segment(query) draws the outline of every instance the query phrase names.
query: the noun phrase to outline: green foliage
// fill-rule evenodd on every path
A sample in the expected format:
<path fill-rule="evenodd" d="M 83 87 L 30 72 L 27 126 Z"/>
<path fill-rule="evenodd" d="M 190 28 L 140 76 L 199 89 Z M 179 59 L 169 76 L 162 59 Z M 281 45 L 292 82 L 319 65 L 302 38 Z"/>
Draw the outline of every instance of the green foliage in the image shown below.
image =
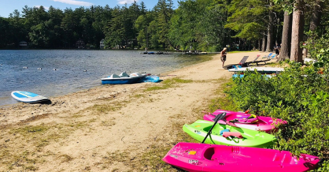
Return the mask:
<path fill-rule="evenodd" d="M 314 66 L 289 65 L 271 78 L 247 72 L 234 79 L 230 98 L 239 108 L 288 121 L 274 134 L 276 149 L 328 157 L 329 75 L 318 74 Z"/>
<path fill-rule="evenodd" d="M 309 31 L 306 45 L 304 48 L 308 50 L 310 57 L 319 61 L 315 66 L 323 67 L 324 63 L 329 63 L 329 28 L 326 28 L 324 33 Z"/>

- [Problem requirements] Reproduce the data above with each occurrence of "green foliage" swapped for "leafy vegetation" and every other part kept the same. Leave the pictures out.

- [Answer in full]
segment(query) draws the outline of every instance the query phrase names.
query: the noun phrase to outline: leafy vegetation
// fill-rule evenodd on every path
A sample in the expected format:
<path fill-rule="evenodd" d="M 83 87 L 30 72 L 27 126 Z"/>
<path fill-rule="evenodd" d="M 190 28 L 140 76 L 199 89 Z M 179 59 L 169 76 L 162 59 Z M 281 45 L 292 82 L 319 65 L 302 38 Z"/>
Draw the outline of every instance of the leafy vegetation in the image shown below.
image =
Return the mask:
<path fill-rule="evenodd" d="M 314 66 L 289 65 L 271 78 L 247 72 L 234 79 L 230 98 L 239 108 L 288 121 L 274 134 L 276 149 L 328 157 L 329 75 L 318 74 Z"/>
<path fill-rule="evenodd" d="M 309 31 L 306 45 L 304 48 L 308 50 L 310 57 L 319 61 L 315 66 L 323 67 L 324 63 L 329 63 L 329 28 L 326 28 L 324 33 Z"/>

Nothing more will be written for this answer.